• [EXERCISE INSTRUCTIONS]
Gather every line of the material below that contains the string "tractor" and copy each one. Case counts.

○ ○ ○ ○ ○

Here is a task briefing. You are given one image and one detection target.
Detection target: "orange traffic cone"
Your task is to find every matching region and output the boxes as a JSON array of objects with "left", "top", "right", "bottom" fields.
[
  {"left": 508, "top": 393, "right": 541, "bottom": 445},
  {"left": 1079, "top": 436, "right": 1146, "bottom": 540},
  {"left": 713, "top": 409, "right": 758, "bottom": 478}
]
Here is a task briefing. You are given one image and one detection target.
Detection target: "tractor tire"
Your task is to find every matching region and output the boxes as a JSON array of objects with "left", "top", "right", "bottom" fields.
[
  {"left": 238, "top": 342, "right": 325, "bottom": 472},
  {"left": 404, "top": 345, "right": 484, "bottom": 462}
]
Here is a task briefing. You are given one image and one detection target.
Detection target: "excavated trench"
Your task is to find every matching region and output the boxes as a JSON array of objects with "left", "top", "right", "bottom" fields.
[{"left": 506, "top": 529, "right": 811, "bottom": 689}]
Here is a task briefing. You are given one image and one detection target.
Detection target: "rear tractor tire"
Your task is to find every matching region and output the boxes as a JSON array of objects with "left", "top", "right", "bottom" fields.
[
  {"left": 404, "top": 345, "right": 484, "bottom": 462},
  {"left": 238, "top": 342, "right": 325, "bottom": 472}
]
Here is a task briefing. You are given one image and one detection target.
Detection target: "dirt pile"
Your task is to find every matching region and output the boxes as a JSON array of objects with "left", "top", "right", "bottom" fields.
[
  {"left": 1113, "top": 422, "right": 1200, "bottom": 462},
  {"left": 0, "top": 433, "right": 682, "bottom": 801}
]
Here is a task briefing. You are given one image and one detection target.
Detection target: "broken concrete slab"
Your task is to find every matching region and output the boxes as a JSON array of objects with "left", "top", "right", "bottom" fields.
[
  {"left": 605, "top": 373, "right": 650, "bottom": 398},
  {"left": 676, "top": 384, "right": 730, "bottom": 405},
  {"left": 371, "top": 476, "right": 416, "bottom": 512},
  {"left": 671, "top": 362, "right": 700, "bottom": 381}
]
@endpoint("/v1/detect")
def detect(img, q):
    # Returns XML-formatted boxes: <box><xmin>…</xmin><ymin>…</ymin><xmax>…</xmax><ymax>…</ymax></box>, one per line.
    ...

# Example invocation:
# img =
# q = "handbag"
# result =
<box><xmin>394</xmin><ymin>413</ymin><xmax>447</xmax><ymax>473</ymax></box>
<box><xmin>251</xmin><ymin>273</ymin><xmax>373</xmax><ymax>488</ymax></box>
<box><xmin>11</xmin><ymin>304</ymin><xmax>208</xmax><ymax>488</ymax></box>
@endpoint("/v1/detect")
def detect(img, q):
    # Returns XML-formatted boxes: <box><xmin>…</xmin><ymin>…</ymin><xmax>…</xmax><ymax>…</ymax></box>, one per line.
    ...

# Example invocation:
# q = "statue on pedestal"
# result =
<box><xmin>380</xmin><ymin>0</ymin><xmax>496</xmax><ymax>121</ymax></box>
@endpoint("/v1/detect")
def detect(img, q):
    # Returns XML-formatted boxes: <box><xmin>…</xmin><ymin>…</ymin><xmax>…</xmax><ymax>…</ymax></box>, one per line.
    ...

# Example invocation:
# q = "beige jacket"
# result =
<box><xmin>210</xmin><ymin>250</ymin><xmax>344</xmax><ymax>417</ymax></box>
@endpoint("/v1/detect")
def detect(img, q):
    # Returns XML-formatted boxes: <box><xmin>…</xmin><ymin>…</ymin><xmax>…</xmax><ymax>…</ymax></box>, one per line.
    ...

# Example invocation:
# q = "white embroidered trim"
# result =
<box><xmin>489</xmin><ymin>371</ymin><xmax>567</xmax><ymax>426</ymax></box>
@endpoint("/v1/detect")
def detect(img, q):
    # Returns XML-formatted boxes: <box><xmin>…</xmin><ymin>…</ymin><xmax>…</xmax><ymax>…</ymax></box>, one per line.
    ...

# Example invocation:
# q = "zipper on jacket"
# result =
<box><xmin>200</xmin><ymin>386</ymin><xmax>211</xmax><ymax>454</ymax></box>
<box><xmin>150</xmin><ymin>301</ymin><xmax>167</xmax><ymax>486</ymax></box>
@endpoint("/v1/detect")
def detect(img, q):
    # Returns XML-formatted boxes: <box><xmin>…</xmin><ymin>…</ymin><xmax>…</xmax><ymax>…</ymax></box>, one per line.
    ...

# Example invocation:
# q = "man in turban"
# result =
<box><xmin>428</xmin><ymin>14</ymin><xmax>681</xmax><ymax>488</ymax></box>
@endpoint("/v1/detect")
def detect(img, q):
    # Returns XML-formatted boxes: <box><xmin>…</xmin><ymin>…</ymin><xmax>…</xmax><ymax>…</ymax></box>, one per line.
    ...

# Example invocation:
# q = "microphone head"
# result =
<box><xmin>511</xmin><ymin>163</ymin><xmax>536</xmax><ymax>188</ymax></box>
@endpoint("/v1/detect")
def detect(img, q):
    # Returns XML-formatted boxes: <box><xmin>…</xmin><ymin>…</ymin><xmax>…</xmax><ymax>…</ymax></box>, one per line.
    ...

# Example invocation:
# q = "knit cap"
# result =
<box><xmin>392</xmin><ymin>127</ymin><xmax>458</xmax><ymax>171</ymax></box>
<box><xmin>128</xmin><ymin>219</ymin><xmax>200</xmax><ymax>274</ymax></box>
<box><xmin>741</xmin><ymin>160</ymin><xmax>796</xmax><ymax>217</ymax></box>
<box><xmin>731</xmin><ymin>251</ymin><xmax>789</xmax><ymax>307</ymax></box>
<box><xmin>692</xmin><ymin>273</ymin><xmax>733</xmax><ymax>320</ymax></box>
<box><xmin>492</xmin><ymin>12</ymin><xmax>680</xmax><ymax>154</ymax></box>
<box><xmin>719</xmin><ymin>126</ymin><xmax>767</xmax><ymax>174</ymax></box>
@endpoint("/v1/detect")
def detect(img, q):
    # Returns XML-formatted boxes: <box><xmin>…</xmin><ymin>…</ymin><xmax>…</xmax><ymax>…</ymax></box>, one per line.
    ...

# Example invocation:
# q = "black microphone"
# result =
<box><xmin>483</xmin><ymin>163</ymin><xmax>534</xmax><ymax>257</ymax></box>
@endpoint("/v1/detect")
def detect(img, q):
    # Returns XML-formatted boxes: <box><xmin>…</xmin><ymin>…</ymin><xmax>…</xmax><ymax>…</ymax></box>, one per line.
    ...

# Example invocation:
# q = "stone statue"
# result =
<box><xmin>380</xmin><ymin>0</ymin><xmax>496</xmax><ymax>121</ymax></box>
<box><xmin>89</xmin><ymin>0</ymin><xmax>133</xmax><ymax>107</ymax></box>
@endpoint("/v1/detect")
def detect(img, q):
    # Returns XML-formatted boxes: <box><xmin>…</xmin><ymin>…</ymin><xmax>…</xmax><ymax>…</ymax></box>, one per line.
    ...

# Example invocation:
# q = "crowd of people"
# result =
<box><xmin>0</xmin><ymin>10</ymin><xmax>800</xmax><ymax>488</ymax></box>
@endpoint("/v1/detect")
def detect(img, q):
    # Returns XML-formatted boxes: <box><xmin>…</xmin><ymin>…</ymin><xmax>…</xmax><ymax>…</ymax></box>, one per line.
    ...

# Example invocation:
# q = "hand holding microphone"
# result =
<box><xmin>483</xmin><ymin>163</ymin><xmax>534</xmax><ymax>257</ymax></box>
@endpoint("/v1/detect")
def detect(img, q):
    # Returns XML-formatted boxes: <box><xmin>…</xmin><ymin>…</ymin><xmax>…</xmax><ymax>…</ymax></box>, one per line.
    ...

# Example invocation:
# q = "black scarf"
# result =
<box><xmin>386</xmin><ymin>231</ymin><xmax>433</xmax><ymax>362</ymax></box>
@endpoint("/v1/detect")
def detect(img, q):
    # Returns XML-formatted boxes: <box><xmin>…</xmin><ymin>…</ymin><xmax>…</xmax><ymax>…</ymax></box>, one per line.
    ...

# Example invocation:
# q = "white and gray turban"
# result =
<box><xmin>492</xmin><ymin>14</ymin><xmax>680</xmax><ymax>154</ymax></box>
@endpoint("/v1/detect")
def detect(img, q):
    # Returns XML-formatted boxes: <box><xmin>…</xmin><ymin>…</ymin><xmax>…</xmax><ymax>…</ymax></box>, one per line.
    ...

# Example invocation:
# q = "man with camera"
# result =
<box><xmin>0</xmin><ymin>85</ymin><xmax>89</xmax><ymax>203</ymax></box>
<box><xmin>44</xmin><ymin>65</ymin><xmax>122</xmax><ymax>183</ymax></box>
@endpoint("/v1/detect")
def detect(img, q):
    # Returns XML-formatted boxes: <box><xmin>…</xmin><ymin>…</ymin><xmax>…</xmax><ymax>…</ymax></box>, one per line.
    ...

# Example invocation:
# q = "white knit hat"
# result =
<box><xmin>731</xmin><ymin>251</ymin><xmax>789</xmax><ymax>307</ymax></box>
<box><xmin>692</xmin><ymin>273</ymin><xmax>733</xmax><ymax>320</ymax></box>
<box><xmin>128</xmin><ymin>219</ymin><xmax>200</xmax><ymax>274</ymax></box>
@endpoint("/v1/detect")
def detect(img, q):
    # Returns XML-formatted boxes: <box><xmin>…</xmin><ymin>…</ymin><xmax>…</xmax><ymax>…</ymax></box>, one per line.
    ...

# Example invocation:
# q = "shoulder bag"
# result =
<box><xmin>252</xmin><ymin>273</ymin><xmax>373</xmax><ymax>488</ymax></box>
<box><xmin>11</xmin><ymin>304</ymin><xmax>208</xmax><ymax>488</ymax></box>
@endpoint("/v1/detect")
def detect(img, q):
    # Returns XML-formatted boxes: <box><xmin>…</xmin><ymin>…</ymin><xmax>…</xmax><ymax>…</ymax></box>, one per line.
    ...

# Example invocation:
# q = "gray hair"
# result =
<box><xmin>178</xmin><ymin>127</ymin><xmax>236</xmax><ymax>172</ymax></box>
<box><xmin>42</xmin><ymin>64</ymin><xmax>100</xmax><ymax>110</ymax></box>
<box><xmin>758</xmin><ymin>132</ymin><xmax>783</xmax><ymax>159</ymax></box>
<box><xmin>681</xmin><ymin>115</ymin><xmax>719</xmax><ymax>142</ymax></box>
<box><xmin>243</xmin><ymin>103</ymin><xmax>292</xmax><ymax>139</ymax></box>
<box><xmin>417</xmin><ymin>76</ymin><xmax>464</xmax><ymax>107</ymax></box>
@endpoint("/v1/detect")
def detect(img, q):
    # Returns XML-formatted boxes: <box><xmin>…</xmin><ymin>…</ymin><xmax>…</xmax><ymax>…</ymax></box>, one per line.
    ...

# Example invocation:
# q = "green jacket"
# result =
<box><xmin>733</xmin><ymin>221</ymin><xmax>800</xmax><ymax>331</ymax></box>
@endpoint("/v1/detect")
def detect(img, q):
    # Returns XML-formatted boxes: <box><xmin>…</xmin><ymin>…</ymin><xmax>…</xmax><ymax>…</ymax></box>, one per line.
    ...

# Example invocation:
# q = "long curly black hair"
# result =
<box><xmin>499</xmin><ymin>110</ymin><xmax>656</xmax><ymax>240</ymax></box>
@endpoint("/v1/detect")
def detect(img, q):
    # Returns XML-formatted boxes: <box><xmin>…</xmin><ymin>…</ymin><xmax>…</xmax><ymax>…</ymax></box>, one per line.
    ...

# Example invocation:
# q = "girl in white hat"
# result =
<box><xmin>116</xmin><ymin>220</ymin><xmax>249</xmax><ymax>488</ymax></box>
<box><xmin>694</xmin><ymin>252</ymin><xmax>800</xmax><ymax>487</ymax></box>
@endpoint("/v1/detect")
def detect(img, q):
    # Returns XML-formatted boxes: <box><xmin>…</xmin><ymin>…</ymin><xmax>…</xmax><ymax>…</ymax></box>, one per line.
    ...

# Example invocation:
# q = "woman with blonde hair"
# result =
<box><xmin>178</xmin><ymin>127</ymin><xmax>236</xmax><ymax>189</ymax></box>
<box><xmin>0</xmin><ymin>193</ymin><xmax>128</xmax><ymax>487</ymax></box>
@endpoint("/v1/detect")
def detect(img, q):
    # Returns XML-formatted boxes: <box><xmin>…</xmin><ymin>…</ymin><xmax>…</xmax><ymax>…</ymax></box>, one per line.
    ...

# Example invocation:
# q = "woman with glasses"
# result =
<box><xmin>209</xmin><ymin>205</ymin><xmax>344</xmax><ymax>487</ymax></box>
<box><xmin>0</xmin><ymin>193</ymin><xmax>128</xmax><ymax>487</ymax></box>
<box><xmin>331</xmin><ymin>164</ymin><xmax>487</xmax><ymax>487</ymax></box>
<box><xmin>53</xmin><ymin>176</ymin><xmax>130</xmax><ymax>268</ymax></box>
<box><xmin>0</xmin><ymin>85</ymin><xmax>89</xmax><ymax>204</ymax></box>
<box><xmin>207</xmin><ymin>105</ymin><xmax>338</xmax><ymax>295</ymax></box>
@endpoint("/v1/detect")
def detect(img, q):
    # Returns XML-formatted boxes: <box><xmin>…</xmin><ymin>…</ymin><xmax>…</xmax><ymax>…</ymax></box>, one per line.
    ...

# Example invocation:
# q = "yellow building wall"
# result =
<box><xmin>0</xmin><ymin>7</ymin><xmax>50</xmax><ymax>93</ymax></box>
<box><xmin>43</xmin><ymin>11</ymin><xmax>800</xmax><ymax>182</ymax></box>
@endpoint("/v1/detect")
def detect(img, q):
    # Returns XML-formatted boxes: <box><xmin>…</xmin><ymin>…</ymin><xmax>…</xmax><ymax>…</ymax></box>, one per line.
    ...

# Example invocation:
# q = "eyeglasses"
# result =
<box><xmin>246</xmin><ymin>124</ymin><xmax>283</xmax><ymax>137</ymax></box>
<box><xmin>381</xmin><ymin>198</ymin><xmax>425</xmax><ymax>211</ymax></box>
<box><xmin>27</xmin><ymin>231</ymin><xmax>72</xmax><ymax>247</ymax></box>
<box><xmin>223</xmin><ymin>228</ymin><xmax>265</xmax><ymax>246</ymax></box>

○ ○ ○ ○ ○

• [RESPONSE TO THE EXERCISE]
Detection target: "tractor tire"
Detection target: "rear tractor tire"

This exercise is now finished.